▶ _GIVEN PROBLEM 1_:
In the passage on mining disclosures, take everything from "As LOMs comprise, or" down to "an LOM plan." and write it out again with "early estimates" changed to "preliminary estimates".
▶ _GIVEN PROBLEM 2_:
According to the passage on mining disclosures, what did the life of mine plan shrink to once the technical specialist's report was amended?

▶ _SOURCE PASSAGE_:
________________________________________
We remind listed companies and their advisers that forward-looking statements must be based on reasonable grounds or they may be deemed by law to be misleading. We recently intervened in a mining company initial public offering (IPO) to require non-JORC estimates from mineralisation to be removed from a life of mine (LOM) production target.

We were concerned that the independent technical specialist report (ITSR) in the prospectus prepared in connection with the IPO referred to an LOM plan of 15 years which was based on non-classified and projected depth extension material. As neither of these are defined in the JORC Code, the LOM projection did not comply with the ASX Listing Rules.

In response, the independent technical specialist amended the ITSR so that the LOM plan was only based on mineralisation that is defined in the JORC Code. This reduced the LOM to six years.

As LOMs comprise, or are based on, statements about future matters, they must be based on reasonable grounds. The uncertainty associated with early estimates of mineralisation, that do not otherwise fall within the definitions of the JORC Code, mean that it is unlikely there will be reasonable grounds for including these early estimates in an LOM plan.

Listed companies and their advisers should ensure that mining company disclosures, including ITSRs, comply with relevant industry codes such as the JORC Code, market operator listing rules, and ASIC publications such as Information Sheet 214 Mining and resources: Forward-looking statements.

Back to top

Giving notice for small shareholder sale facilities

We’ve recently observed small holding sale facility notices that do not provide fulsome and timely notice to shareholders that they may ‘opt out’ of a sale facility. We may intervene where we consider sale facility notices do not clearly disclose the actions available to shareholders.
________________________________________
▶ _EXTRACTED DATA_:
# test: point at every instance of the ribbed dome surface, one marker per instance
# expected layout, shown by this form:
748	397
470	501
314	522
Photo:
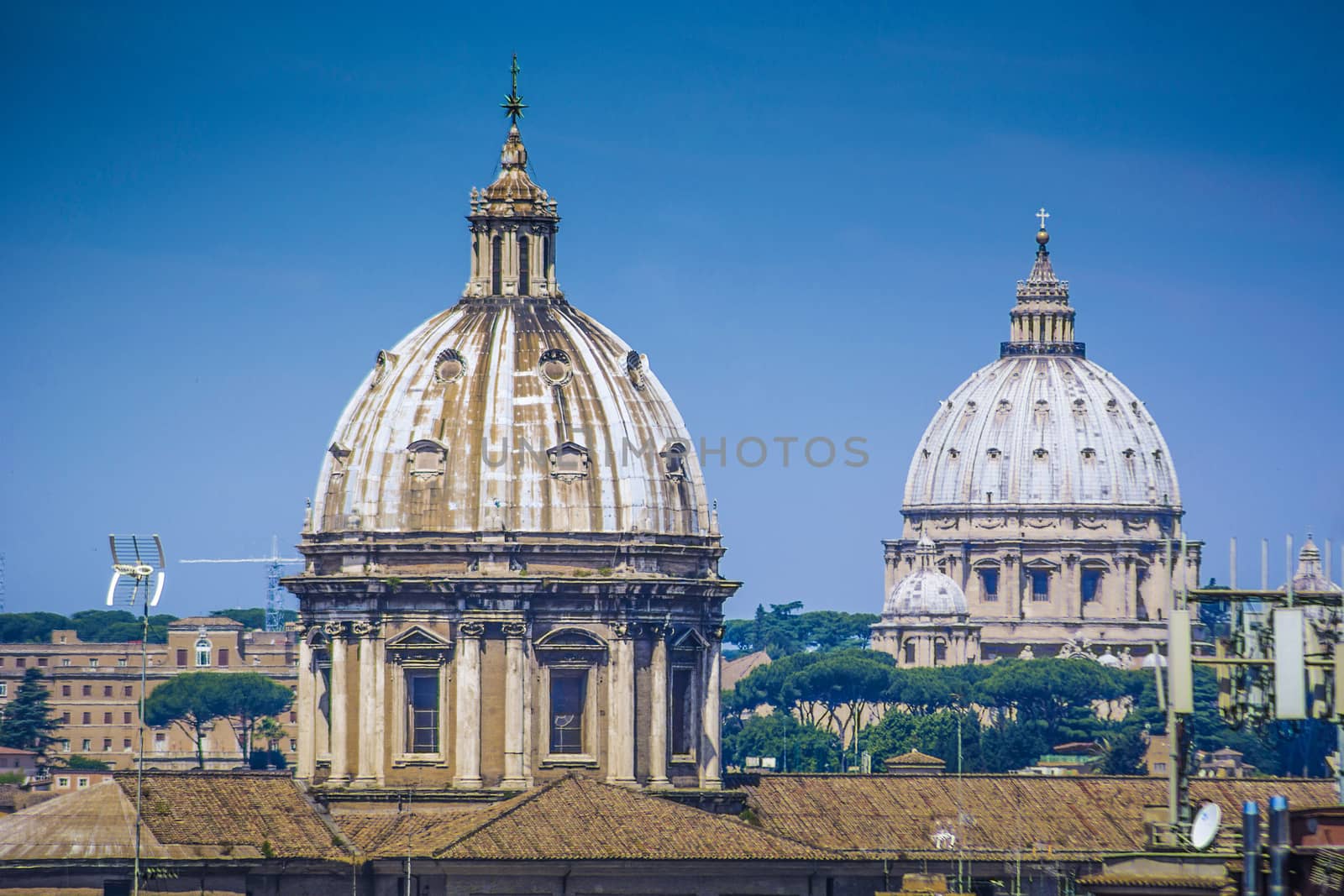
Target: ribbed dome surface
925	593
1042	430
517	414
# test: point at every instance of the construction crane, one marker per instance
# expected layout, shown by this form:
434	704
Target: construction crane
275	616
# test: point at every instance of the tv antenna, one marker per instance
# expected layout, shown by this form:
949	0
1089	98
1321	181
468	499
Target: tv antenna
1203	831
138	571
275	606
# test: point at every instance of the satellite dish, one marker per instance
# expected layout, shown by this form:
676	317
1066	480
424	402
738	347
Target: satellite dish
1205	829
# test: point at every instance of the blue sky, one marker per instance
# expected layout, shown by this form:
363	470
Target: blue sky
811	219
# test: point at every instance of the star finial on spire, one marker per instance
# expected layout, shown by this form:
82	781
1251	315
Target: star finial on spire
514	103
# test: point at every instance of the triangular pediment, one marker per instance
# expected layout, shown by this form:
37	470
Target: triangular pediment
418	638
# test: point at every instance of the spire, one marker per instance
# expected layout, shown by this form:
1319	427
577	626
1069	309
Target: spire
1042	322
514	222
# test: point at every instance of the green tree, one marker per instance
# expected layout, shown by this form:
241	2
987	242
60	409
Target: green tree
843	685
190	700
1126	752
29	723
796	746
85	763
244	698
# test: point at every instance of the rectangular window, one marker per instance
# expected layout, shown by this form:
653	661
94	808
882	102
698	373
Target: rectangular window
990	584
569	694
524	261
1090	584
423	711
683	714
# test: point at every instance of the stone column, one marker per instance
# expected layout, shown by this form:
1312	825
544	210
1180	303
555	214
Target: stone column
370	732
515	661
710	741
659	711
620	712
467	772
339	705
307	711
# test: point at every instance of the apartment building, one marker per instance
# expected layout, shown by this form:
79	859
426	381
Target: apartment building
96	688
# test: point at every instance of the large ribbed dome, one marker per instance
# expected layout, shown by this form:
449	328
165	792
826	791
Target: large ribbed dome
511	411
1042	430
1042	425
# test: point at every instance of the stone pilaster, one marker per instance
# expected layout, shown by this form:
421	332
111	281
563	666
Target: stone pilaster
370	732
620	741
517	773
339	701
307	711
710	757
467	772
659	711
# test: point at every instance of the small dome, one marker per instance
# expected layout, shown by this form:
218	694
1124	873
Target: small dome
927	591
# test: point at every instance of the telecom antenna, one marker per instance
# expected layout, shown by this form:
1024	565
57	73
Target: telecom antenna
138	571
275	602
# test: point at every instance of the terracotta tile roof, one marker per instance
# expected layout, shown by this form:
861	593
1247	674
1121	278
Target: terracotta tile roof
________________________________________
▶ _COMPLETE RESPONSE 1_:
As LOMs comprise, or are based on, statements about future matters, they must be based on reasonable grounds. The uncertainty associated with preliminary estimates of mineralisation, that do not otherwise fall within the definitions of the JORC Code, mean that it is unlikely there will be reasonable grounds for including these preliminary estimates in an LOM plan.

▶ _COMPLETE RESPONSE 2_:
Six years.